**Stated exercise 1:** Please arrange the rows, starting at the first one and ending at the line that contains "[452,370,527,402]", as a Markdown table with the columns Number and Line, leaving out blank lines.

**Text to read:**
::::

1. Login in to QTools account with the help of https://qtools.zometric.com/  or https://intelliqs.zometric.com/
2. On the home page, choose Statistical Tool> Process Capability >Capability Six Pack (Between/Within) .
3. Click on Capability Six Pack (Between/Within) and reach the dashboard.
4. Next, update the data manually or can completely copy (Ctrl+C) the data from excel sheet and paste (Ctrl+V) it here.
5. Next, you need to fill the desired details such as lsl, usl, target, K, etc.
6. Finally, click on calculate at the bottom of the page and you will get desired results.

On the dashboard of Capability Six Pack (Between/Within), the window is separated into two parts.

On the left part, Data Pane is present. In the Data Pane, each row makes one subgroup. Data can be fed manually or the one can completely copy (Ctrl+C) the data from excel sheet and paste (Ctrl+V) it here.

Load example: Sample data will be loaded.

Load File: It is used to directly load the excel data.

On the right part, there are many options present as follows:

• Lsl: LSL in process capability refers to the Lower Specification Limit. It is the lower boundary or threshold set for a specific process parameter or characteristic. In process capability analysis, LSL is used to determine whether a process is capable of producing outputs within the desired range or specifications.
• Usl: USL in process capability refers to the Upper Specification Limit. It represents the upper boundary or threshold set for a specific process parameter or characteristic. During process capability analysis, the USL is used to assess whether a process is capable of producing outputs within the desired range or specifications.
• Subgroup Size: When specifying the subgroup size, you can either provide a column that shows which subgroup each measurement belongs to or simply type a number that represents a fixed subgroup size. A between/within analysis requires at least one subgroup that has two or more observations. If all subgroups are the same size, just enter that number (for example, enter 5 if each subgroup has five measurements). If you use a column of subgroup IDs instead, then the subgroups can have different sizes.
• Show specs in control chart:  Adding specification limits to the control chart to visualize how process measurements align with quality standards. This helps in assessing whether the process remains within acceptable ranges.
• Target: In process capability, the target refers to the desired or ideal value for a specific process parameter or characteristic. It represents the value that the process is intended to achieve or center around. The target is often based on design specifications or customer requirements.

::::

**Entries on locating named things:**
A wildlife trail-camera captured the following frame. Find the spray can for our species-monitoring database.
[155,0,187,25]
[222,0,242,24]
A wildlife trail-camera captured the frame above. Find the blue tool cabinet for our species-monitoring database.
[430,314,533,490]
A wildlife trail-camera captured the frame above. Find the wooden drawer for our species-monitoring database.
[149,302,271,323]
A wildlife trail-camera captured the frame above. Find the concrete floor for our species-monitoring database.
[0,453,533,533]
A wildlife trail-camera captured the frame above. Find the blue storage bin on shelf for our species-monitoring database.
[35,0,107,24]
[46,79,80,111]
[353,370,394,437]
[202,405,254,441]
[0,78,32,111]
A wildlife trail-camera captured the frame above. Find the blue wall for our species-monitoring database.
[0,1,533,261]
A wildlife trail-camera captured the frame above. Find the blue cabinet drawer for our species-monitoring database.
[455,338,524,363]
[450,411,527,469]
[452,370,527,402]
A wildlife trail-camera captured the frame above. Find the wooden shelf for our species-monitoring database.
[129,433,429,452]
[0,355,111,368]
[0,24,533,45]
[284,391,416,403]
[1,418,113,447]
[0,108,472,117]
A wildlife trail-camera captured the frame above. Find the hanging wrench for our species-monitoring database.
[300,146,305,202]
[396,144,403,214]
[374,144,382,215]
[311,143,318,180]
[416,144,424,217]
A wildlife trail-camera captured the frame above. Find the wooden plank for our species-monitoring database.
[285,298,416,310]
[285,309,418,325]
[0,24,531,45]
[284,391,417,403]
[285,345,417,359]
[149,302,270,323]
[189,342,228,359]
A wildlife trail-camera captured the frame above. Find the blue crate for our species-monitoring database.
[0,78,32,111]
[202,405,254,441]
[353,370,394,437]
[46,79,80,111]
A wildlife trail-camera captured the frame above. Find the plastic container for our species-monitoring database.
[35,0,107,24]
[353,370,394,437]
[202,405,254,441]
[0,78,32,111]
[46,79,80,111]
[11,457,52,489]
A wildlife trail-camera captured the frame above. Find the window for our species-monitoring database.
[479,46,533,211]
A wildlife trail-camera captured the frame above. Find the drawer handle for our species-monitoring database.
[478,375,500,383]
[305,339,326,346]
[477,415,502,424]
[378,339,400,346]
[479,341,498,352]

::::

**Stated exercise 2:** Name each option that the Capability Six Pack guide lists for the right part of the dashboard.

**Task output 1:**
| Number | Line |
|---|---|
| 1 | A wildlife trail-camera captured the following frame. Find the spray can for our species-monitoring database. |
| 2 | [155,0,187,25] |
| 3 | [222,0,242,24] |
| 4 | A wildlife trail-camera captured the frame above. Find the blue tool cabinet for our species-monitoring database. |
| 5 | [430,314,533,490] |
| 6 | A wildlife trail-camera captured the frame above. Find the wooden drawer for our species-monitoring database. |
| 7 | [149,302,271,323] |
| 8 | A wildlife trail-camera captured the frame above. Find the concrete floor for our species-monitoring database. |
| 9 | [0,453,533,533] |
| 10 | A wildlife trail-camera captured the frame above. Find the blue storage bin on shelf for our species-monitoring database. |
| 11 | [35,0,107,24] |
| 12 | [46,79,80,111] |
| 13 | [353,370,394,437] |
| 14 | [202,405,254,441] |
| 15 | [0,78,32,111] |
| 16 | A wildlife trail-camera captured the frame above. Find the blue wall for our species-monitoring database. |
| 17 | [0,1,533,261] |
| 18 | A wildlife trail-camera captured the frame above. Find the blue cabinet drawer for our species-monitoring database. |
| 19 | [455,338,524,363] |
| 20 | [450,411,527,469] |
| 21 | [452,370,527,402] |

**Task output 2:** Lsl, Usl, Subgroup Size, Show specs in control chart, Target